_Assignment_.
Repeat the listing below exactly.

_Entries supplied_.

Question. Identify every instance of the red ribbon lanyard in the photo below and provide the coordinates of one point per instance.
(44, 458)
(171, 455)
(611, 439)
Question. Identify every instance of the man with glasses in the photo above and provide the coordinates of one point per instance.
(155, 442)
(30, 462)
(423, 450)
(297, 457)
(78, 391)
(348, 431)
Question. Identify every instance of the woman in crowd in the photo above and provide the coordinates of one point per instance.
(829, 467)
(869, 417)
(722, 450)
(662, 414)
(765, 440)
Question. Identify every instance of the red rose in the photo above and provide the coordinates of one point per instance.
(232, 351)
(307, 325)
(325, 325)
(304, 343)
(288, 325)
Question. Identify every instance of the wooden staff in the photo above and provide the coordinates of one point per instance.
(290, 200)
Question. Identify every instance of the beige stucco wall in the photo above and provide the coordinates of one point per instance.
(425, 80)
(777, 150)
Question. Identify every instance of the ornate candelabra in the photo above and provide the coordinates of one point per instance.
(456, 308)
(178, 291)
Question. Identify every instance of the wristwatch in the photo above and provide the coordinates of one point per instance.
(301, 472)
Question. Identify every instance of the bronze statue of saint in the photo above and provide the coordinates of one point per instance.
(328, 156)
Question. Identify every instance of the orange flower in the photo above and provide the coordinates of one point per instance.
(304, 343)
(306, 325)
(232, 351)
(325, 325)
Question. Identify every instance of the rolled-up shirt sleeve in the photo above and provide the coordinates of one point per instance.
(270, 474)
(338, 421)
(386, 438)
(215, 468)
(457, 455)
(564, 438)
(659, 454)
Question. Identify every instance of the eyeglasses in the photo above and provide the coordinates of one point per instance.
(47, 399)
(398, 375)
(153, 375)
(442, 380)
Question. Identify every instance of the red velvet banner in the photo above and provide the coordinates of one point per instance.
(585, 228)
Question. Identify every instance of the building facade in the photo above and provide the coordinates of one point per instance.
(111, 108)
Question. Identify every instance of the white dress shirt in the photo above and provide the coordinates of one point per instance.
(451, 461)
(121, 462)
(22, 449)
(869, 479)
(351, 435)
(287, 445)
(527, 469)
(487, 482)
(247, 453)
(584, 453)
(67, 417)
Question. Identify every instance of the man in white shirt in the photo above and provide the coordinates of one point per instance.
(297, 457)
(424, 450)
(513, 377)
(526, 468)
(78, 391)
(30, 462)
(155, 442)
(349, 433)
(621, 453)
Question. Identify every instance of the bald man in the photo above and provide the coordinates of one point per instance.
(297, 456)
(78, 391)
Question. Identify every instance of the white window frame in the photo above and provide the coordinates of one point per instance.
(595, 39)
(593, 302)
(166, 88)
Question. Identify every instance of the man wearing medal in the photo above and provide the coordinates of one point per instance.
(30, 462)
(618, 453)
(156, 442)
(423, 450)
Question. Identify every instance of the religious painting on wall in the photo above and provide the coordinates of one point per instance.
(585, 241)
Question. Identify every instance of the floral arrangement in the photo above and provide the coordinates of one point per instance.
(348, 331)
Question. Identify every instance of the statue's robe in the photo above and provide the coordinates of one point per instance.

_Task answer_.
Question. Identify every instance of the red ribbon lanyard in the photo below and provide the coordinates of one point per instance.
(44, 458)
(171, 455)
(611, 439)
Question. Identify every instance of the man with glasses in the photo above and provide the coordinates of one point per instance.
(155, 442)
(30, 462)
(423, 450)
(297, 457)
(78, 391)
(348, 431)
Question. Identify every instance of the woman in crowd in the photo above and provide the coordinates of one point per instance.
(829, 467)
(869, 417)
(722, 450)
(662, 414)
(765, 440)
Question. Identify every instance of the red rose in the photo above and provide the coordinates of one point per instance.
(232, 351)
(307, 325)
(325, 325)
(304, 343)
(288, 325)
Question. Identify every instance of the wooden staff in the photo above and provide the coordinates of one point per instance.
(290, 200)
Question. Identify every instance of the beige stucco wall in the photo above and provide the coordinates of one point per instance.
(425, 80)
(777, 150)
Question. Identify every instance of the ornate candelabra in the photo above and provide the coordinates of one point per instance.
(456, 308)
(178, 291)
Question. Identify every instance of the wristwatch in the photo above and provide the coordinates of one point per instance.
(301, 472)
Question. Identify every instance of the bronze statue of saint in the photo above and provide the coordinates of one point per instance.
(328, 156)
Question. Identify every instance of the orange flower in the photo above and provide the coordinates of one point per instance.
(304, 343)
(306, 325)
(232, 351)
(325, 325)
Question. Identify every instance of the rolled-up shirt sleeve in the photo above and provide the coordinates of one point per instance.
(270, 474)
(338, 421)
(386, 438)
(215, 468)
(457, 455)
(564, 438)
(659, 454)
Question. Identify every instance of the eyeglasses in the photo above and provide the coordinates of one point per instance.
(47, 399)
(398, 375)
(153, 375)
(442, 380)
Question. Identify every instance of the red velvet banner in the photo above and provide the coordinates of one point per instance.
(585, 228)
Question. Identify every instance of the building facade in the photo above and provide the coordinates of one point per instance.
(111, 108)
Question. Identify every instance of the white dress shirt in the photo above and provide the coordinates of one point per instance.
(451, 461)
(121, 462)
(22, 449)
(869, 479)
(351, 435)
(287, 445)
(527, 469)
(487, 482)
(247, 453)
(584, 453)
(67, 417)
Question. Identify every instance of the man in white shirt in the photo above and provide the coordinates of one point per instance.
(297, 457)
(424, 450)
(513, 377)
(526, 468)
(78, 391)
(30, 462)
(155, 442)
(349, 433)
(621, 453)
Question. Identify every instance of the bald man in the photo above and provide the coordinates of one point per instance.
(297, 456)
(78, 391)
Question. Identify every instance of the white window frame in the photo above and provide the coordinates of one point per instance.
(595, 39)
(593, 302)
(166, 88)
Question. Identify every instance of the man wearing medal in the photo above and provide the coordinates of one point per instance.
(30, 462)
(618, 453)
(156, 442)
(423, 450)
Question. Identify every instance of the religious painting on wall in the photo above and provide the coordinates of one point per instance.
(585, 241)
Question. Identify every instance of the floral arrangement in the photo above and provide the coordinates of one point per instance.
(348, 331)
Question. Identify every instance of the statue's robe in the photo above and provide the coordinates of one point per instance.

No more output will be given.